• **WHAT NEEDS TO BE DONE**
Quote the account of the War Council at Buda below, starting with "Conflict immediately marked" and going on through "of St. Peter’s.".

• **EXCERPT TO READ**
Conflict immediately marked the War Council at Buda. Sigismund advised waiting for the Turks to take the offensive and then giving battle when they reached his borders where he exercised control, thus avoiding the difficulties of a long march and the uncertainties to be encountered in the doubtful territory of the schismatics. He had led a campaign against the Turks in Wallachia in the previous year, as a result of which Bajazet had sent heralds to declare war and to announce his intention to be in Hungary before the end of May. The Sultan had boasted that after chasing Sigismund out of Hungary he would continue on to Italy, where he would plant his banners on the hills of Rome and feed his horse oats on the altar of St. Peter’s.
Now, by the end of July, he had not appeared. Reconnaissance parties sent out by Sigismund as far as the Hellespont showed no signs of the “Great Turk,” causing the French to declare him a coward who did not dare face them. Sigismund assured them the Sultan would come and it were better to let him extend himself in a long march rather than undertake it themselves. But with his reputation as something of a lightweight, Sigismund had neither the authority, the force of character, nor the prestige to make his advice prevail. The French insisted they would chase the Turks out of Europe wherever they were found, and boasted that “if the sky were to fall they would uphold it on the points of their lances.”

• **AVAILABLE DATA**

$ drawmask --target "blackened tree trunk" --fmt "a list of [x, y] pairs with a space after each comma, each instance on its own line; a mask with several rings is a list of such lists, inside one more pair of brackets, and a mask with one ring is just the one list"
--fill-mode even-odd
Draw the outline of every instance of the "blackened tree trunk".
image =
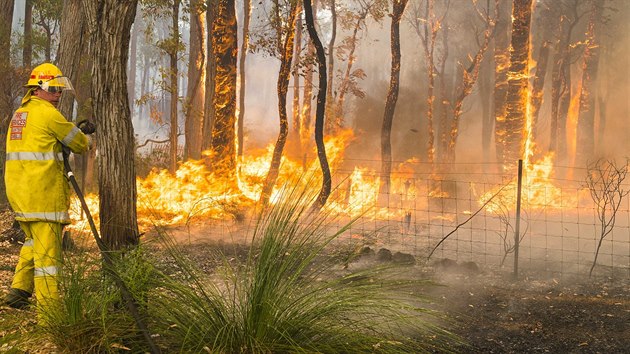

• **ANSWER TO THIS EXERCISE**
Conflict immediately marked the War Council at Buda. Sigismund advised waiting for the Turks to take the offensive and then giving battle when they reached his borders where he exercised control, thus avoiding the difficulties of a long march and the uncertainties to be encountered in the doubtful territory of the schismatics. He had led a campaign against the Turks in Wallachia in the previous year, as a result of which Bajazet had sent heralds to declare war and to announce his intention to be in Hungary before the end of May. The Sultan had boasted that after chasing Sigismund out of Hungary he would continue on to Italy, where he would plant his banners on the hills of Rome and feed his horse oats on the altar of St. Peter’s.